Return the lines below as a JSON array of strings, one string per line, with blank lines omitted.
*** Entries ***
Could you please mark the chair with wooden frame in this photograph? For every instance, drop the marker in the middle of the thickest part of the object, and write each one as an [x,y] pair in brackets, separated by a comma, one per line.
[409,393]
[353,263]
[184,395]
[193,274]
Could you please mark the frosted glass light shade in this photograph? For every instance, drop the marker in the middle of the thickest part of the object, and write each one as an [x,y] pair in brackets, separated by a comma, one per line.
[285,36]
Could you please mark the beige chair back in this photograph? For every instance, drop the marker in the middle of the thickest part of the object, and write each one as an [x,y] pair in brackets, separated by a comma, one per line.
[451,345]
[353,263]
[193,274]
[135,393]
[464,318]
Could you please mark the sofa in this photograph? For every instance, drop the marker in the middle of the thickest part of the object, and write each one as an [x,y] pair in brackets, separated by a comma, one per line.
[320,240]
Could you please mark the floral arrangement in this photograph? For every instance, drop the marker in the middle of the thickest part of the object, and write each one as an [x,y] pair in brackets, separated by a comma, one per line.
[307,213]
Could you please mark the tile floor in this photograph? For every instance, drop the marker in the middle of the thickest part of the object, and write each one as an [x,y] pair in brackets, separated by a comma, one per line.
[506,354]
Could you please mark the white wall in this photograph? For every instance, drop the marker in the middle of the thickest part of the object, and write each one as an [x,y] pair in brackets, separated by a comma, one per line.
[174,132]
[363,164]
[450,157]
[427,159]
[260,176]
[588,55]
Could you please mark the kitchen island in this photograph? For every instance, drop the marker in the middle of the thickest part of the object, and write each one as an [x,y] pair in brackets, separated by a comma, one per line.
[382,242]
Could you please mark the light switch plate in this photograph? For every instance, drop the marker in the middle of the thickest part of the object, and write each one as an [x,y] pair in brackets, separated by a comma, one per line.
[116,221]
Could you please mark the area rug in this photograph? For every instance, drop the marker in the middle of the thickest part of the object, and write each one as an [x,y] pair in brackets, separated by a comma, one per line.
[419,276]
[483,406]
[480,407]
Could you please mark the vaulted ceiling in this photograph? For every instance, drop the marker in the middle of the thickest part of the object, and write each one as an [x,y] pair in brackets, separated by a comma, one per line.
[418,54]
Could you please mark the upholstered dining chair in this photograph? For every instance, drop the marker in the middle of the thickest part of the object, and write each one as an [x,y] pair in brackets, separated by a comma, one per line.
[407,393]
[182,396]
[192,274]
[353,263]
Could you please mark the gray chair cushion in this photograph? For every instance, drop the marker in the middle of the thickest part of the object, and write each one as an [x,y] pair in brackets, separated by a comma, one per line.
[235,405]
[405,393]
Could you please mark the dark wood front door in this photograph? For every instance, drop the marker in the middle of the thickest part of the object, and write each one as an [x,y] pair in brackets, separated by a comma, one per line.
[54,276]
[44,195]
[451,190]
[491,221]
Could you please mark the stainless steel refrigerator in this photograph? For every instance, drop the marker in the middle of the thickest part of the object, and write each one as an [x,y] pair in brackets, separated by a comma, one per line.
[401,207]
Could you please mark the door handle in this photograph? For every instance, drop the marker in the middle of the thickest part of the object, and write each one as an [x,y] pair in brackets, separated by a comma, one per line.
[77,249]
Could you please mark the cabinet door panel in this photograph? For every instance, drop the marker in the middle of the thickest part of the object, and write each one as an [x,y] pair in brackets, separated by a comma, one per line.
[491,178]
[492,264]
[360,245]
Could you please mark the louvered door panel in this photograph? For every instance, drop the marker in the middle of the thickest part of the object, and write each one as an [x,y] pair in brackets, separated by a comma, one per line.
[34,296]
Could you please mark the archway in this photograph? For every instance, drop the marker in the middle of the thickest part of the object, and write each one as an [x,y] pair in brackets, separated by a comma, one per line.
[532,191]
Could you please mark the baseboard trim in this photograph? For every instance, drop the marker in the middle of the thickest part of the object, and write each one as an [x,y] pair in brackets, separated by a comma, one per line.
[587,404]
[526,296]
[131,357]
***
◆ Finished exercise
[
  "Could you please mark the chair with wooden frame in this photograph? For every instance, drop the marker in the middle of the thickest part of the object, and write each one as an [x,y] pair in brackets, separated by a comma, one per line.",
  "[409,393]",
  "[353,263]",
  "[184,395]",
  "[193,274]",
  "Could you please mark the frosted glass light shade in this photograph? For every instance, drop the marker in the middle of the thickest part of the object, and write each one as an [x,y] pair in brackets, separated by a comma, one per line.",
  "[285,36]",
  "Could you please mark the beige chair back in this photograph? For every instance, drop the marker in the middle of the thickest part of the object, and write each one as an [x,y] pair in brackets, separated by a comma, one per line.",
  "[451,345]",
  "[353,263]",
  "[193,274]",
  "[135,393]",
  "[464,318]",
  "Could you please mark the sofa in this photograph? For every instance, drop the marker in the middle of the thickest part of the object, and write each one as an [x,y] pair in brackets, separated by a comma, one per line.",
  "[320,240]",
  "Could you please mark the floral arrangement in this photograph? For every instance, drop the marker in the middle of the thickest part of the object, and write each one as an [x,y] pair in brackets, separated by a comma, one per line.",
  "[307,213]",
  "Could you please mark the tile floor in this photograph? For every instance, drop the marker in the middle of the thickest part of the object, and write each one as an [x,y] pair in brackets, separated by a comma, one per line.",
  "[506,354]",
  "Could you please mark the white wall in this photograph? For every instance, drop the marker in the middle of the thickest part of the object, and write each one as an [x,y] pair in brackets, separated by a comma, one per line.",
  "[174,132]",
  "[363,164]",
  "[450,157]",
  "[427,159]",
  "[260,176]",
  "[588,55]",
  "Could you please mark the kitchen island in this photograph? For every instance, drop the marker in the middle of the thickest part of the object, and write each one as an [x,y] pair in brackets, separated by a comma, one per line.",
  "[382,242]",
  "Could you please mark the light switch plate in this photograph? For every instance, drop the marker in the middle of the thickest part of the object, and write each one as an [x,y] pair in brackets, separated by a comma, one per line.",
  "[116,221]",
  "Could you please mark the area rug in this photograph? For every instance, drop the marker in the middle of the thickest part of the object, and write each one as an [x,y] pair in brackets, separated by a comma, one per line.",
  "[419,276]",
  "[483,406]",
  "[480,407]",
  "Could you please mark the vaulted ceiling in this photograph? For every instance, drop the marker in the middle of the thickest part of the object, and write each one as an [x,y] pair in brackets, separated by a comma, one per line.",
  "[418,54]",
  "Could you please mark the upholstered dining chair in this photograph? For every instance, drop the marker in the middle of the thickest part of the object, and write each one as an [x,y] pair in brackets, separated by a comma, one per line.",
  "[407,393]",
  "[182,396]",
  "[192,274]",
  "[353,263]",
  "Could you please mark the gray chair cushion in this photograph? For every instance, drop the marker in the middle of the thickest part of the object, and write each one as an [x,y] pair in brackets, separated by a comma, one per line.",
  "[235,405]",
  "[405,393]",
  "Could you please mark the dark wood front door in this photograph? For every instance, drop the marker in the middle of the thickest part of the object, and write each one as an [x,y] pair in brackets, separated by a comma, one per line.",
  "[54,276]",
  "[44,195]",
  "[451,190]",
  "[491,221]",
  "Could you please mark the stainless steel refrigerator in this photograph? For every instance, drop the marker in the middle of the thickest part of the object, and write each one as an [x,y] pair in brackets, separated by a comma, one per line.",
  "[401,207]",
  "Could you please mark the door handle in this photograph? For every instance, drop the marker in the middle of the thickest part of the object, and write each one as an [x,y] pair in brackets, separated by a comma, one per line.",
  "[77,249]",
  "Could you please mark the cabinet door panel in this photograph? For every instance, drop the marker in the middle of the thickest part of the object, and write each one as an [x,y] pair in brackets, separated by a comma, one per line.",
  "[491,178]",
  "[492,264]",
  "[360,245]",
  "Could you please mark the louvered door panel in this photograph? For every instance, drop the marker in the middle of the thickest part of the object, and write each one as an [x,y] pair in brackets, separated by a comma, one per line.",
  "[34,296]",
  "Could you please mark the archway in this photograph? For every instance, drop the marker in the middle of the thickest part of the object, and write each one as an [x,y] pair in brackets, separated by a comma, one per line.",
  "[532,191]",
  "Could you please mark the baseboard trim in this photograph? For every instance, drop the marker in the middle of the thickest part of the object, and write each one as an [x,y] pair in brackets, separated by a comma, one per line.",
  "[587,404]",
  "[526,296]",
  "[131,357]"
]